◆ **引用文**
--------

今月末からは、パリで各国首脳も参加する国連気候変動枠組条約第21回締約国会議(COP21)が開かれる予定で、仏政府は警備を強化していたが、盲点を突くように無防備な市民が狙われた。この事件を防げなかった衝撃は大きく、家族や友人は悲劇を悔やみ追悼の思いを深めている。



海外実習中の米大学生やスペイン人技師、たまたま劇場に居合わせた英国人…。犠牲者の身元が次第に明らかになると、その被害者の国籍は欧州だけではなく世界各国に渡っていることが分かった。そして、現地にいる日本人にも例外なく牙を向いた。たまたま遅刻してパーティー会場で起きた襲撃を免れた大学院生、混乱した街頭で警官に銃を向けられた高校生…。「一歩間違えれば巻き込まれていた」「いつ撃たれるか怯えながら避難した」と、一夜開けても動揺は続いていた。



「パーティーに遅刻したおかげで助かった。"九死に一生を得た"という言葉しか思い浮かばない」フランスの大学院に留学中の石川 勇太さん(31)はテロ当日の夜、知人から誘われてパリ市内にあるカフェ「ラ・ベルエキップ」で開かれた女性の誕生日パーティーに参加する予定だった。しかし用事で遅刻し、到着前に同店で銃の乱射があった。彼が滞在していた知人の家から店までは、歩いて約5分という距離にあった。お店へ向かう途中で、警官が路上を封鎖していて足止めされた。「喧嘩でもあったのかな」と考えながら待っていたところ、近くにいた若いフランス人女性が突然「この中に恋人がいるの!」と泣き出し、その異変に気付いたという。



すぐに滞在先に戻りニュースをチェックすると、あのパーティー会場が銃乱射の現場になったと知った。連絡がつながった知人の出席者から、「自分はすぐに机の陰に隠れて無事だったが、参加者の約半数が亡くなった。誕生日の女性も重体だ」と聞かされた。「自分は遅刻のおかげで助かったが、参加者は何人も亡くなっている。素直に喜ぶことはできない」と、神妙に語った。

--------

◆ **データ行**
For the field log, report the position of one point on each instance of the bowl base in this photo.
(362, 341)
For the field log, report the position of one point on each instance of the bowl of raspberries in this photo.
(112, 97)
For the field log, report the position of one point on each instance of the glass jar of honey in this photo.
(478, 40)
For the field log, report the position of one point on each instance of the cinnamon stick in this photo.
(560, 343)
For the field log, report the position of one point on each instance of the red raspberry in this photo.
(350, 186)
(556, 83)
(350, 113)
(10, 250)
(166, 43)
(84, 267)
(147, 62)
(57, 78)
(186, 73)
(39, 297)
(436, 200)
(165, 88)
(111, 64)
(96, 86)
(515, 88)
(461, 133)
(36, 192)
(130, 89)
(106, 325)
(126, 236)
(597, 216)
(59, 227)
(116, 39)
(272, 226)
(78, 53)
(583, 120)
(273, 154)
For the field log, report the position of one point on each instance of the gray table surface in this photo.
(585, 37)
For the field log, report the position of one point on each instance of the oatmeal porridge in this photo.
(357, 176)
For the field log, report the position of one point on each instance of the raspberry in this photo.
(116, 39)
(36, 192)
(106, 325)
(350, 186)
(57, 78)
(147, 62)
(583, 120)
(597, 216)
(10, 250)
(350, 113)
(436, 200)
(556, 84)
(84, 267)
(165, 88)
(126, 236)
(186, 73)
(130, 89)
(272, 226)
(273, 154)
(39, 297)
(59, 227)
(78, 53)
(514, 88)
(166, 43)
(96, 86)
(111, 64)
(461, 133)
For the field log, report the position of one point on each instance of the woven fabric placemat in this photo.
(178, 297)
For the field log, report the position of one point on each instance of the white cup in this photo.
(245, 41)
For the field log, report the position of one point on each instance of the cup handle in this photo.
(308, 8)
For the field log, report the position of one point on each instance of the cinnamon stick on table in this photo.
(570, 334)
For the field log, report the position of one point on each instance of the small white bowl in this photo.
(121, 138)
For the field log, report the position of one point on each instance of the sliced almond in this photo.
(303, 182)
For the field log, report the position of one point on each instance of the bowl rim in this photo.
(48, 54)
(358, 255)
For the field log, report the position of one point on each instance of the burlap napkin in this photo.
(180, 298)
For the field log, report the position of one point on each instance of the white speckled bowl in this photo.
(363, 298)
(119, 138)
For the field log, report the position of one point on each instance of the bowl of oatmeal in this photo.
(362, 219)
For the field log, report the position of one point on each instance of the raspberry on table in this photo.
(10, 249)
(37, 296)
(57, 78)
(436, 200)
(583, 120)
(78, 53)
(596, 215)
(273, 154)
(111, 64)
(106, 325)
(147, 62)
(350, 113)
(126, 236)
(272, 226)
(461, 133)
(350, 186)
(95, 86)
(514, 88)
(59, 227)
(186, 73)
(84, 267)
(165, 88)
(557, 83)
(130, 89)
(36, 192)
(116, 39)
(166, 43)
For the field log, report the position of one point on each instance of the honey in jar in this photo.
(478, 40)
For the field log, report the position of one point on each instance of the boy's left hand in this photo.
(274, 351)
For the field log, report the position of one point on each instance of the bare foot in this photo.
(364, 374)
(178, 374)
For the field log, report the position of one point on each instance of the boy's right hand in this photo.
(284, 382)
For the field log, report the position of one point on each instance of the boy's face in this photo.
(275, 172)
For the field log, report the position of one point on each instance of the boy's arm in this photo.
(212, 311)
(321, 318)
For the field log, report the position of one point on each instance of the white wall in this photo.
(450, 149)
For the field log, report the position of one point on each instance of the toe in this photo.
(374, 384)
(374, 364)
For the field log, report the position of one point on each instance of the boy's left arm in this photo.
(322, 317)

--------

◆ **作業内容**
**A)** 引用文の「すぐに滞在先に戻りニュースを」から「できない」と、神妙に語った。」までを、両端の語句も含めて一字も変えずに書き写してください。
**B)** 引用文で犠牲者の例として挙げられている人物をすべて書き出してください。

◆ **各作業の回答**
**A)**
すぐに滞在先に戻りニュースをチェックすると、あのパーティー会場が銃乱射の現場になったと知った。連絡がつながった知人の出席者から、「自分はすぐに机の陰に隠れて無事だったが、参加者の約半数が亡くなった。誕生日の女性も重体だ」と聞かされた。「自分は遅刻のおかげで助かったが、参加者は何人も亡くなっている。素直に喜ぶことはできない」と、神妙に語った。

**B)**
海外実習中の米大学生
スペイン人技師
たまたま劇場に居合わせた英国人